**ASSIGNMENT**:
The answer must be a single number: how many lines of the records below contain "grass".

**Point localization data**:

+ + + +

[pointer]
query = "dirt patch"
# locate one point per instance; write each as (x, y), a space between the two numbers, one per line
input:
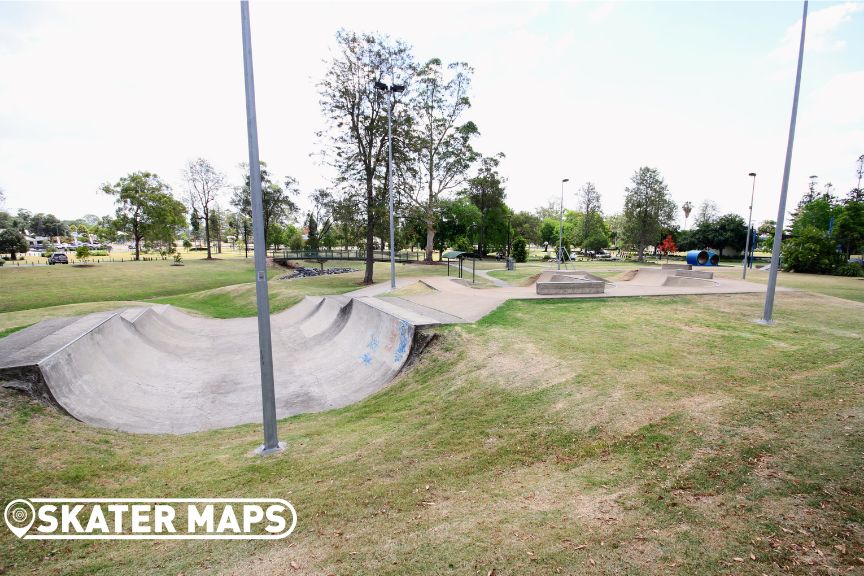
(625, 276)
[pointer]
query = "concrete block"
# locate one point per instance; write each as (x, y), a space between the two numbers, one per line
(695, 274)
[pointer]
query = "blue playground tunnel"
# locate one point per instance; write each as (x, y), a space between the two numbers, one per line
(703, 258)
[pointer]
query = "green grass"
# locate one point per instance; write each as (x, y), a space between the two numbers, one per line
(664, 435)
(38, 287)
(6, 331)
(239, 300)
(837, 286)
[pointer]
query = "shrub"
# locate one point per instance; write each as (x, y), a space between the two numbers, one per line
(811, 251)
(853, 269)
(463, 245)
(520, 250)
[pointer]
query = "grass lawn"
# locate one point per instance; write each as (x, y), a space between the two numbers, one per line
(837, 286)
(667, 435)
(41, 286)
(239, 300)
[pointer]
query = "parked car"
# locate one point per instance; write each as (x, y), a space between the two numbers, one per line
(58, 258)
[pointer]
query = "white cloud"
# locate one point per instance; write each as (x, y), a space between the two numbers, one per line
(602, 12)
(822, 28)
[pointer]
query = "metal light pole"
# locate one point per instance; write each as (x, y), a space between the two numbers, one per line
(749, 227)
(390, 90)
(268, 396)
(781, 210)
(561, 225)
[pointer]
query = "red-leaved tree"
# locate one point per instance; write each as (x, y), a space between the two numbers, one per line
(668, 245)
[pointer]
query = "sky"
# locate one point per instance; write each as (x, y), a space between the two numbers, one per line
(588, 91)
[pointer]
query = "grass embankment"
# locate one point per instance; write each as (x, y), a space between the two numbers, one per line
(39, 287)
(237, 301)
(611, 436)
(837, 286)
(219, 288)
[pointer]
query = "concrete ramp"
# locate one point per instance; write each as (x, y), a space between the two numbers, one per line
(159, 370)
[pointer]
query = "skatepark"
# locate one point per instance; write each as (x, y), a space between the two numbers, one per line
(160, 370)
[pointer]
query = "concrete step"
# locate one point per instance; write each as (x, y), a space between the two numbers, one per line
(416, 318)
(441, 317)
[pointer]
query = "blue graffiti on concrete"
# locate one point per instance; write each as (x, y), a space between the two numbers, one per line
(373, 342)
(403, 341)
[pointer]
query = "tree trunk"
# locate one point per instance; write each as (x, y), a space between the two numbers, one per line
(370, 221)
(430, 240)
(137, 241)
(207, 231)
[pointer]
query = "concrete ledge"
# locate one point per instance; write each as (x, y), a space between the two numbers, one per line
(570, 286)
(695, 274)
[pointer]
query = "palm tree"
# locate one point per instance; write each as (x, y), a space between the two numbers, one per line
(687, 207)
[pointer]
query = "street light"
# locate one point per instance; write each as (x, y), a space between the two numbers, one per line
(268, 395)
(561, 225)
(784, 186)
(390, 90)
(749, 227)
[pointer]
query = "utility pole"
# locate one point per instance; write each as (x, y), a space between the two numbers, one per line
(749, 227)
(781, 210)
(268, 395)
(561, 226)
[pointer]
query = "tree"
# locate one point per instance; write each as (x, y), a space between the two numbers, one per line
(687, 207)
(486, 191)
(849, 228)
(728, 231)
(549, 232)
(615, 226)
(214, 224)
(520, 250)
(589, 203)
(527, 226)
(312, 234)
(647, 208)
(356, 115)
(277, 201)
(707, 212)
(441, 144)
(12, 242)
(457, 219)
(667, 246)
(204, 184)
(811, 251)
(145, 208)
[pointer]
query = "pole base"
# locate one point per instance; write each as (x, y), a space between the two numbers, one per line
(262, 451)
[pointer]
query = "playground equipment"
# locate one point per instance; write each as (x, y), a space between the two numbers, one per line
(703, 258)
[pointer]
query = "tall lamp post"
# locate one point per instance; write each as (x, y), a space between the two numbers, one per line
(749, 227)
(390, 90)
(268, 395)
(561, 226)
(768, 312)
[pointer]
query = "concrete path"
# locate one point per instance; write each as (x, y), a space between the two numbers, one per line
(159, 370)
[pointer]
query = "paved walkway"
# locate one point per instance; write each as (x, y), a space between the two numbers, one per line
(456, 299)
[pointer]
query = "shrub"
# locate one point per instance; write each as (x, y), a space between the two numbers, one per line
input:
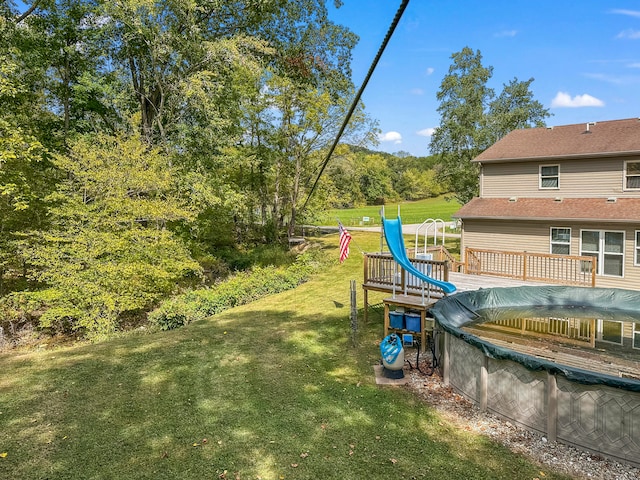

+ + + +

**TASK OUTPUT**:
3